EXCERPT:
A famous photographer once said “The best flash bouncer is the one you have with you.” Or something along those lines. In this spirit, here is a small, foldable flash bouncer that fits in the compartment of your dslr’s popup flash. It is made of aluminum foil, notebook paper, glue and adhesive tape.

Aluminum foil has two sides, a shiny and a matte one. I found the matte side to work better, as it diffuses the beam a little. Also note that the aluminum foil extends down to the footer, which gets taped to the underside of the popup flash. This gives the contraption a bit more stability.

The fold is an origami waterbomb base. The angles of the creases are not exactly perpendicular, so the parts that fold inwards overlap a bit, making it more compact when collapsed.

The aluminum foil doesn’t cover the whole paper. This is intentional, as the white strips on the sides act as diffusors, sending some direct light to your subject to fill the shadows.

Here are some photos with and without the bouncer. They were made at night with the popup flash being the only light source. Depending on how you hold the camera, the flash bounces off the ceiling or the walls. Some light gets lost so you probably have to experiment a little with aperture, ISO and flash exposure compensation to get the exposure right.

DATASET ENTRIES:

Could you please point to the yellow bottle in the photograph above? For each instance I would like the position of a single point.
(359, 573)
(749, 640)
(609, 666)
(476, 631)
--
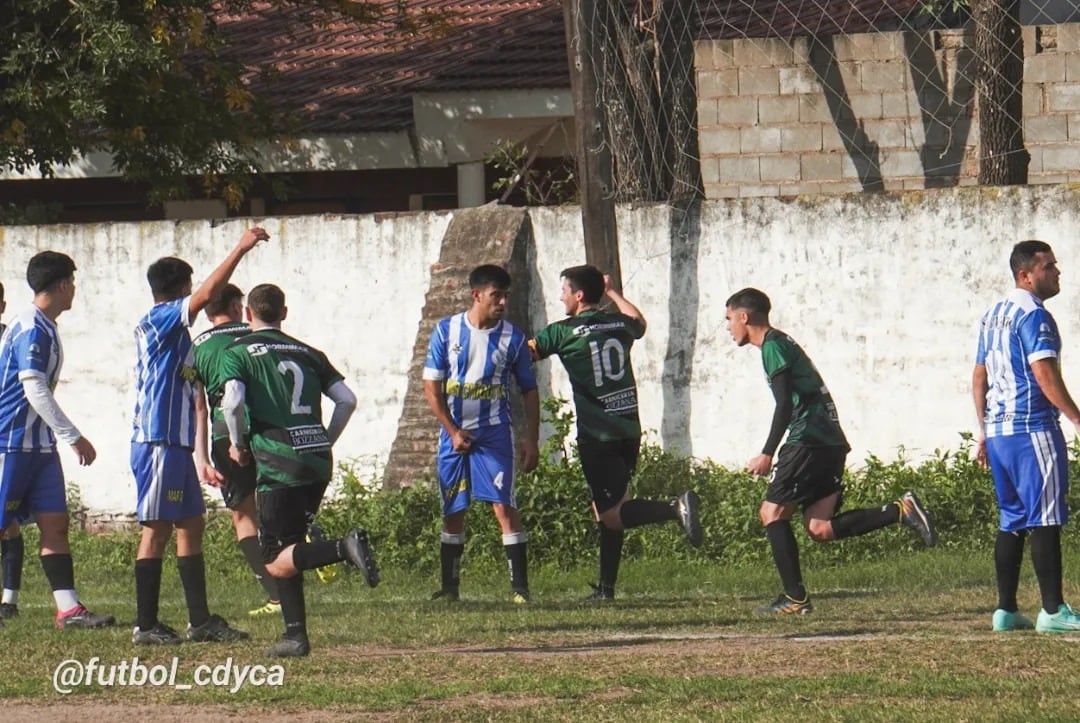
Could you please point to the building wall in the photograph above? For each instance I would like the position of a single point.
---
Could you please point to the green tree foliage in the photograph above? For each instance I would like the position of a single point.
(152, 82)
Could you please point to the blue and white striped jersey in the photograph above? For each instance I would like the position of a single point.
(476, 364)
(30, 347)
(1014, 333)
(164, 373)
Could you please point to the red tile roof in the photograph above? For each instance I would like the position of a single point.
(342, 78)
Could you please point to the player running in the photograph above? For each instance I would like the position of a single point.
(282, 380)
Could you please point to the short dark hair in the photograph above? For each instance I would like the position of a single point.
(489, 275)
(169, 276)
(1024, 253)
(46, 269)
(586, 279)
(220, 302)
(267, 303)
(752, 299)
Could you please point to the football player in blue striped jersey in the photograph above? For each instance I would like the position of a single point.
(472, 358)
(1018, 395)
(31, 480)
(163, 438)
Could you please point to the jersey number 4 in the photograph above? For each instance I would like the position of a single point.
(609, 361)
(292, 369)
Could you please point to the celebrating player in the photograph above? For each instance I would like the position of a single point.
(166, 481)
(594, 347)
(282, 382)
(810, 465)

TASK REQUIREMENTS:
1. In the flash bouncer text, why is the aluminum foil left short of covering the whole paper? Answer in one to three sentences.
2. Gather every line of the records that contains the string "striped" and copy each one out.

RESPONSE LIST:
1. The foil stops short on purpose so the white paper strips on the sides can act as diffusors. They send some direct light to the subject, which fills the shadows.

2.
Could you please point to the blue and white striped jersey in the photograph above? For each instance I would like the position of a single point.
Could you please point to the football player in blue striped jersey in the photograph above? For each instance I would like the position of a single point.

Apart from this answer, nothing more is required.